Direction: Output the records exactly. Include every line.

Saved data entries:
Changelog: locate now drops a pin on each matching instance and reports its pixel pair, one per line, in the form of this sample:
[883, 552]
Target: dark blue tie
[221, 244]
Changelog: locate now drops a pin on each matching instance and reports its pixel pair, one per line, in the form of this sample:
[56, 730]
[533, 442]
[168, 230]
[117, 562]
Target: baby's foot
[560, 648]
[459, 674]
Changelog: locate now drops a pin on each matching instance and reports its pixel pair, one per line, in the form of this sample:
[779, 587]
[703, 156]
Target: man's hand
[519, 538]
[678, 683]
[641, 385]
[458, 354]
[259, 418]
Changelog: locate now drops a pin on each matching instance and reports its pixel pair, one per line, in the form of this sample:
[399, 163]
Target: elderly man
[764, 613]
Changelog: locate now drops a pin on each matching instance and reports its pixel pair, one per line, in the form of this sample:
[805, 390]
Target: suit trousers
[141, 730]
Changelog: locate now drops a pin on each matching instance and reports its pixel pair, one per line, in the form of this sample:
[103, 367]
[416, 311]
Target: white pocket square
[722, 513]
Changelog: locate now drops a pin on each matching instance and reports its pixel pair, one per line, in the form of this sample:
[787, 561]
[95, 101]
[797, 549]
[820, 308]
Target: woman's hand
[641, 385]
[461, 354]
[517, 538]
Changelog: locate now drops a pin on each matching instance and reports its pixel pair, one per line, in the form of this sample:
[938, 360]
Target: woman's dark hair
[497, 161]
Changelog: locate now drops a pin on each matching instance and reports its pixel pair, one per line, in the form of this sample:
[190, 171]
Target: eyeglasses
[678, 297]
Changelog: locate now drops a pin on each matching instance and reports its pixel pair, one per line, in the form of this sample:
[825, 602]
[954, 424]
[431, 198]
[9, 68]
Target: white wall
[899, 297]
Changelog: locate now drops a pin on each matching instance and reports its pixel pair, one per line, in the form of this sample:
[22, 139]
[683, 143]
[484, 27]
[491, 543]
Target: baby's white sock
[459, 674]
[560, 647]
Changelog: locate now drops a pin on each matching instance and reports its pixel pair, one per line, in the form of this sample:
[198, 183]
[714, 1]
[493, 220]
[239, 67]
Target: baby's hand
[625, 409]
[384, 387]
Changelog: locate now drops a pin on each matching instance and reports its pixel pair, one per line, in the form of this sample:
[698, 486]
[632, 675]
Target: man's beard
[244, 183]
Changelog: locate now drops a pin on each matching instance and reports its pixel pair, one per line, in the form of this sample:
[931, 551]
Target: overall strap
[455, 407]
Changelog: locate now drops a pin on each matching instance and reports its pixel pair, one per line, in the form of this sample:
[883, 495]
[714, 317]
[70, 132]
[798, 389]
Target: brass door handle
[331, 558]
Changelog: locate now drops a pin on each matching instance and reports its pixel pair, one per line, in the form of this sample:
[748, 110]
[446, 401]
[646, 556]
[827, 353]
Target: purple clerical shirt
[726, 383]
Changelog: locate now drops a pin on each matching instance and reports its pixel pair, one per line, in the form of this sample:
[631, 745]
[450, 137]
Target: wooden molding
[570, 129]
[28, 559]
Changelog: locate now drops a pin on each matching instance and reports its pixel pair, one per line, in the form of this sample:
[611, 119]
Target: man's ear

Result:
Changelog: locate now drops a pin on each matching instance and reports its pixel pair, one per line, in the form of this sample:
[883, 552]
Target: dark blue tie
[221, 244]
Changelog: locate now drops a pin on each matching instance and reports its pixel pair, one per line, in the form of this sample:
[56, 730]
[533, 442]
[168, 230]
[117, 562]
Target: baby's foot
[560, 648]
[459, 674]
Changelog: locate now drops a pin on each matching instance and reports its pixel pair, one per line, in the form of this sample:
[779, 587]
[703, 156]
Target: man's hand
[519, 538]
[678, 683]
[641, 385]
[458, 354]
[259, 418]
Changelog: locate now drops a pin on each matching instance and reports its pixel pair, one per line, in the form of this sample:
[399, 163]
Target: elderly man
[764, 613]
Changelog: locate now drops a pin on each matching instance and reports its pixel pair, one per line, in the form of this sample:
[805, 390]
Target: suit trousers
[141, 730]
Changelog: locate now drops a pin on each matching instance and reports its pixel pair, one per line, in the form of this sample:
[103, 367]
[416, 311]
Target: white pocket square
[722, 513]
Changelog: locate now drops a pin on each matching instance and reports its pixel pair, one per line, in the form of this sample:
[787, 561]
[95, 101]
[797, 549]
[820, 308]
Target: woman's hand
[641, 385]
[461, 354]
[517, 538]
Changelog: locate now drops a pin on each matching instance and reports its pixel pair, one per line, in the form of this sample:
[938, 360]
Target: woman's dark hair
[497, 161]
Changelog: locate now drops a pin on each matching instance and reports its pixel pair, one per line, in the form of this sample:
[190, 171]
Target: eyeglasses
[678, 297]
Changelog: locate now drops a pin on each matching instance and reports its pixel pair, one per line, in the form of this sample:
[825, 602]
[954, 424]
[431, 198]
[9, 68]
Target: white wall
[899, 297]
Changelog: locate now drops a pin on each matching instance and reports its pixel pair, one per line, in the form of this sample:
[22, 139]
[683, 143]
[484, 27]
[491, 543]
Target: baby's white sock
[459, 674]
[560, 647]
Changelog: locate now drops a pin on each matching instance and reports its pixel pair, one per line, in the form of this sample:
[198, 183]
[714, 1]
[493, 220]
[239, 67]
Target: baby's hand
[625, 409]
[384, 387]
Changelog: locate now drops a pin on each matching instance and reports its pixel pair, one per line, in the form of this sample:
[698, 486]
[632, 675]
Target: man's beard
[244, 183]
Changelog: locate now drops a pin on each matching instance and reports its pixel pair, one per line, in the form of this sample:
[931, 551]
Target: overall strap
[455, 407]
Changelog: locate now drops a pin on each matching instance and reports its pixel pair, one per line, in the form of this sample:
[883, 495]
[714, 317]
[70, 132]
[798, 389]
Target: brass door handle
[331, 558]
Changelog: locate now drops a pin on each matching instance and reports its pixel pair, one per line, in the form of this sample:
[748, 110]
[446, 401]
[646, 556]
[827, 353]
Target: purple clerical shirt
[726, 383]
Changelog: locate now drops a pin on each matching instance and reports its pixel pair, one per line, in the form of this sample:
[631, 745]
[450, 137]
Target: wooden molding
[570, 129]
[28, 559]
Changelog: locate now drops a pin on each matching instance and reports its pixel pair, one per line, in the form of this sample:
[611, 119]
Target: man's ear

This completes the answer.